-- START GIVEN PASSAGE --
SHEN-HSIU


'Empty space' is without characteristics, and it is wu-wei unconditioned; 'being free from discursive thoughts' is also without characteristics, as it is wu-wei. 'Empty space' is neither increased nor destroyed; 'being free from thinking' also is neither increased nor destroyed. . . . Because 'empty space' is free from mind (hsin), it is everywhere. There is nowhere it does not encompass. 'Having thoughts' is not everywhere; but 'being free from thoughts' is everywhere. . . . If the eye sees, the mind is aware, and one is free from thinking, then there are no barriers and divisions, and this is the pure realm of dharmas; it is the realm of Buddhas.
-- END GIVEN PASSAGE --
-- START INFORMATION SUPPLIED --
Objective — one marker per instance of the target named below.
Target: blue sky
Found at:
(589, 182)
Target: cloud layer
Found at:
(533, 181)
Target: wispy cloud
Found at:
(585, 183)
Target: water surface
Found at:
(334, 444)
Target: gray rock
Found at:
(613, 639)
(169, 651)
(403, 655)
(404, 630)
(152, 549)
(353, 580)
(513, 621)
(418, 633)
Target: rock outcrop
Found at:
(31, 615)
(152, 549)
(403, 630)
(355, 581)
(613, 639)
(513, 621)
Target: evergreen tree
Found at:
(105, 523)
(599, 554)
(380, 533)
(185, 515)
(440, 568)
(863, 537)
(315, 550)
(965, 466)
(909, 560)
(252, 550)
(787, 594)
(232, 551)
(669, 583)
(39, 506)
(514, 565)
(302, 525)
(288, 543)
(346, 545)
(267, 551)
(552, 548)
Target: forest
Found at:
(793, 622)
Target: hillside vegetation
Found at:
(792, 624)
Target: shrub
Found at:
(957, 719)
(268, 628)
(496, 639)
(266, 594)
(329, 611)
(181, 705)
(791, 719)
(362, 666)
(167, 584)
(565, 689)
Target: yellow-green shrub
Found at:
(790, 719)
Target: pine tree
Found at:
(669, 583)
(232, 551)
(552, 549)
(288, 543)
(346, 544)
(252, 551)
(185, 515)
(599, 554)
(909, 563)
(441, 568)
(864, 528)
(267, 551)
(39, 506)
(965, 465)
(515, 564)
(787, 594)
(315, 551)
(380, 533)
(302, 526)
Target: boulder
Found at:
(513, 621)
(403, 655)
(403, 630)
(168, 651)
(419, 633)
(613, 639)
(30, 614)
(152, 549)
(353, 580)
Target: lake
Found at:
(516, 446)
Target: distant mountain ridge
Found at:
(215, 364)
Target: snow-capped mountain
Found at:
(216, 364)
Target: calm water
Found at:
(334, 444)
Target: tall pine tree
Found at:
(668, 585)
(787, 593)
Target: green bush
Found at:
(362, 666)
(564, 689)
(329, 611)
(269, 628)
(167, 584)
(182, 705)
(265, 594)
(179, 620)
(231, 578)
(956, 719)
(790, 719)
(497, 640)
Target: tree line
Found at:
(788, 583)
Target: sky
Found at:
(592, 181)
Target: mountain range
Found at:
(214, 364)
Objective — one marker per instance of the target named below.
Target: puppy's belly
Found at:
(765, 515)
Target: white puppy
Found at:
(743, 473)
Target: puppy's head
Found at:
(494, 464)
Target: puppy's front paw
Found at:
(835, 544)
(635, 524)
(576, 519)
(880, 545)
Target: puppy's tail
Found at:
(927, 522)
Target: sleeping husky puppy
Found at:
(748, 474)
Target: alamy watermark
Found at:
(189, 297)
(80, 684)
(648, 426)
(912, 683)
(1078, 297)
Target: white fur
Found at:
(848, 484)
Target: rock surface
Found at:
-- END INFORMATION SUPPLIED --
WRITTEN TASKS:
A) Decide whether each statement agrees with the passage on empty space, answering yes or no and quoting the deciding words: (i) empty space is neither increased nor destroyed; (ii) having thoughts is everywhere; (iii) being free from discursive thoughts has characteristics.
B) Please translate this sentence from the passage on empty space into Spanish: "There is nowhere it does not encompass."

EXPECTED OUTPUTS:
A)
(i) Yes: "'Empty space' is neither increased nor destroyed"
(ii) No: "'Having thoughts' is not everywhere"
(iii) No: "'being free from discursive thoughts' is also without characteristics"

B) No hay ningún lugar que no abarque.